AUSZUG.
Die Bourgeoisie, wo sie zur Herrschaft gekommen, hat alle feudalen, patriarchalischen, idyllischen Verhältnisse zerstört. Sie hat die buntscheckigen Feudalbande, die den Menschen an seinen natürlichen Vorgesetzten knüpften, unbarmherzig zerrissen und kein anderes Band zwischen Mensch und Mensch übriggelassen als das nackte Interesse, als die gefühllose ›bare Zahlung‹. Sie hat die heiligen Schauer der frommen Schwärmerei, der ritterlichen Begeisterung, der spießbürgerlichen Wehmut in dem eiskalten Wasser egoistischer Berechnung ertränkt.

AUFGABE A.
Gib den Auszug wortgetreu wieder, beginnend mit „Die Bourgeoisie, wo“ und fortlaufend bis einschließlich „egoistischer Berechnung ertränkt.“.
Der Auszug und die Einträge stehen inhaltlich in keinem Zusammenhang.

BEREITGESTELLTES MATERIAL.
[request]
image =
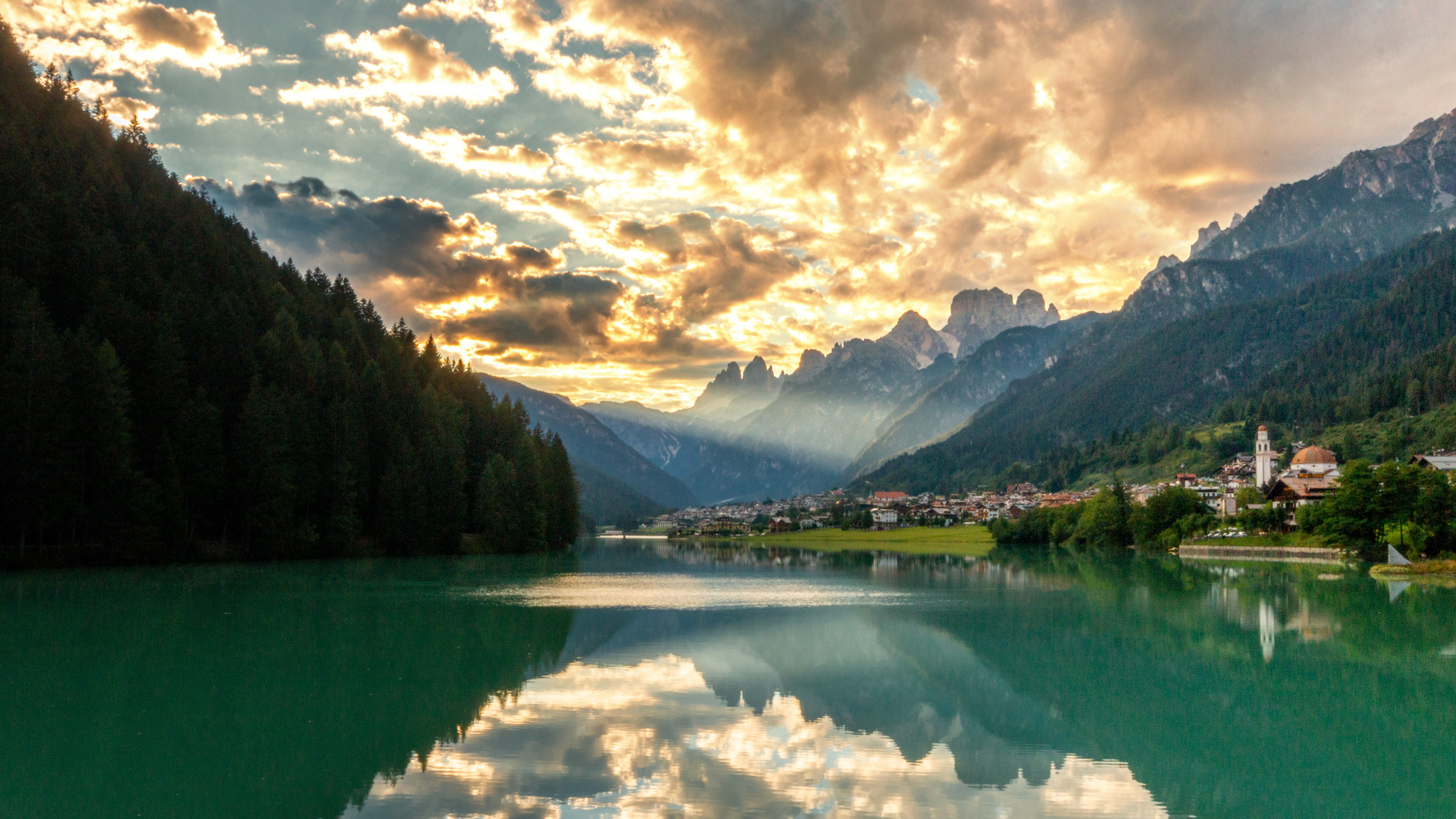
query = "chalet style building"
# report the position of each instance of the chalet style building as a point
(1312, 474)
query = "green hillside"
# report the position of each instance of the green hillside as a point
(1095, 416)
(172, 392)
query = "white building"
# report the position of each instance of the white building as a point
(1263, 460)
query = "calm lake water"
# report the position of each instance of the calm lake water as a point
(688, 681)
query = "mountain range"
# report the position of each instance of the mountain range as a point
(1197, 334)
(615, 479)
(1006, 379)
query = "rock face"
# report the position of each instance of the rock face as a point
(1206, 237)
(913, 335)
(1370, 203)
(974, 381)
(1120, 372)
(734, 392)
(979, 315)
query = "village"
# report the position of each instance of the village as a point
(1248, 482)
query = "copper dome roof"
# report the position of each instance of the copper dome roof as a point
(1313, 455)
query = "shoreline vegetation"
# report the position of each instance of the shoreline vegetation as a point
(962, 541)
(174, 394)
(1419, 569)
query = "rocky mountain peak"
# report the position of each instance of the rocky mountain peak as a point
(759, 375)
(730, 375)
(915, 337)
(758, 382)
(811, 363)
(1408, 181)
(1206, 235)
(977, 315)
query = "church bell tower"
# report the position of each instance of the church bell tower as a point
(1263, 460)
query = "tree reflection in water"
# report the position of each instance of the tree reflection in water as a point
(727, 681)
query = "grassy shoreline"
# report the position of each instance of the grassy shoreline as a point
(1419, 569)
(1291, 541)
(971, 541)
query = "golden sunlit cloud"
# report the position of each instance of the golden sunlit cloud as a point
(715, 180)
(473, 153)
(400, 67)
(124, 38)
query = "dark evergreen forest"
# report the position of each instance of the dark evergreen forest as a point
(168, 391)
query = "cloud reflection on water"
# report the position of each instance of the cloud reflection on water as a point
(653, 739)
(692, 592)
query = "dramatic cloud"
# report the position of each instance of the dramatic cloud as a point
(723, 178)
(124, 38)
(473, 153)
(400, 67)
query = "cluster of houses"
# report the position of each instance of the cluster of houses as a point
(887, 510)
(788, 515)
(1312, 472)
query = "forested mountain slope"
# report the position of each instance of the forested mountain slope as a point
(1370, 203)
(1183, 372)
(1397, 352)
(590, 442)
(171, 392)
(708, 458)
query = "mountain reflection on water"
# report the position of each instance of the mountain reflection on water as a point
(677, 679)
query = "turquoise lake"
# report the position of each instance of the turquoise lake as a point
(673, 679)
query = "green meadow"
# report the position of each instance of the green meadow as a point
(974, 541)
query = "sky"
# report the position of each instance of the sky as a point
(613, 199)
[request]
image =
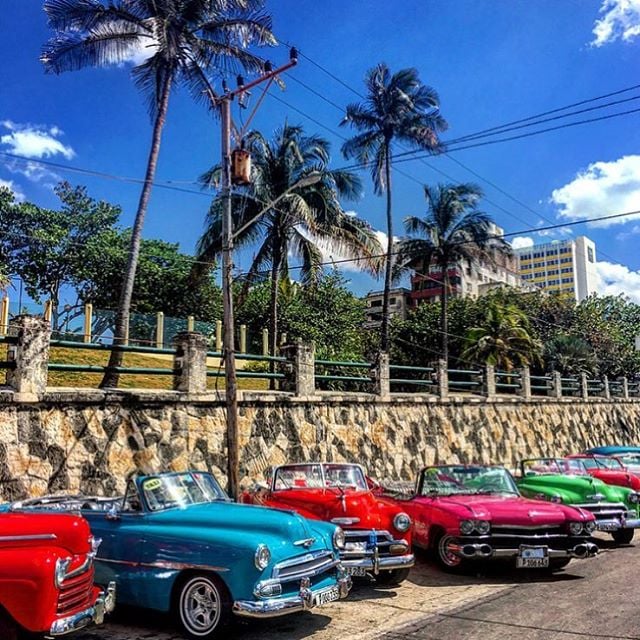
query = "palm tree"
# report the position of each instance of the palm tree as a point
(452, 231)
(185, 40)
(292, 207)
(399, 108)
(570, 355)
(503, 339)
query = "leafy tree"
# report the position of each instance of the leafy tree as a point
(452, 231)
(570, 355)
(397, 108)
(185, 39)
(503, 339)
(292, 207)
(48, 249)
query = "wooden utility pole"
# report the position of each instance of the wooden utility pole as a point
(228, 337)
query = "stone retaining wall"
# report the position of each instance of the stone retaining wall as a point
(88, 441)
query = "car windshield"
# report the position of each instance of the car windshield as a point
(319, 476)
(553, 466)
(463, 479)
(180, 490)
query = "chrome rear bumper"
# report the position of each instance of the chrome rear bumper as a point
(104, 604)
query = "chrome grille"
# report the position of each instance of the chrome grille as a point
(306, 566)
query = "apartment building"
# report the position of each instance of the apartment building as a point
(565, 266)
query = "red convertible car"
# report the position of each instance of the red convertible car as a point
(465, 513)
(377, 531)
(608, 469)
(46, 576)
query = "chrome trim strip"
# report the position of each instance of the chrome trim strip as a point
(173, 566)
(35, 536)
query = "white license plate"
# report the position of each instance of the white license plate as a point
(325, 596)
(532, 558)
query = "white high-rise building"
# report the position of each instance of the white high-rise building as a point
(563, 266)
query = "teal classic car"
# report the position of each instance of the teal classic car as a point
(567, 481)
(175, 542)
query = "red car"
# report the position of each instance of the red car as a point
(46, 575)
(466, 513)
(377, 532)
(608, 469)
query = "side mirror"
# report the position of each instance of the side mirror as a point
(113, 513)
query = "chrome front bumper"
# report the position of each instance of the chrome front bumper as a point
(485, 551)
(93, 615)
(375, 564)
(616, 524)
(273, 607)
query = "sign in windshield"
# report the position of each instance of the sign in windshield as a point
(319, 476)
(469, 480)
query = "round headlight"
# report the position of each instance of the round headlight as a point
(482, 527)
(338, 538)
(262, 557)
(466, 527)
(402, 522)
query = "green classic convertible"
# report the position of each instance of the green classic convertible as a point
(567, 481)
(175, 542)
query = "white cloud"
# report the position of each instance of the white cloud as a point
(522, 242)
(614, 279)
(620, 20)
(17, 191)
(34, 141)
(603, 188)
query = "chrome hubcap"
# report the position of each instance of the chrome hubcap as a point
(200, 606)
(446, 547)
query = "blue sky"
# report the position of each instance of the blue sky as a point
(491, 62)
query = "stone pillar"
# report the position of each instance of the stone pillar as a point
(625, 388)
(190, 362)
(489, 381)
(381, 375)
(584, 386)
(556, 384)
(443, 379)
(31, 356)
(525, 383)
(301, 361)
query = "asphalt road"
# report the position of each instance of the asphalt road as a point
(595, 598)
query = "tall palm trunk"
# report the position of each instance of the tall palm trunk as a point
(273, 310)
(444, 317)
(384, 335)
(111, 377)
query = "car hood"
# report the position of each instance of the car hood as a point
(232, 516)
(505, 509)
(36, 529)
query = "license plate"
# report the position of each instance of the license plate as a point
(532, 558)
(325, 596)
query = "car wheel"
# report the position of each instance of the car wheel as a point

AUFGABE B.
Gib nur die Anzahl der Zeilen in den Einträgen an, die die Zeichenfolge „teal“ enthalten, wobei die Groß- und Kleinschreibung zu beachten ist.

ANTWORT A.
Die Bourgeoisie, wo sie zur Herrschaft gekommen, hat alle feudalen, patriarchalischen, idyllischen Verhältnisse zerstört. Sie hat die buntscheckigen Feudalbande, die den Menschen an seinen natürlichen Vorgesetzten knüpften, unbarmherzig zerrissen und kein anderes Band zwischen Mensch und Mensch übriggelassen als das nackte Interesse, als die gefühllose ›bare Zahlung‹. Sie hat die heiligen Schauer der frommen Schwärmerei, der ritterlichen Begeisterung, der spießbürgerlichen Wehmut in dem eiskalten Wasser egoistischer Berechnung ertränkt.

ANTWORT B.
2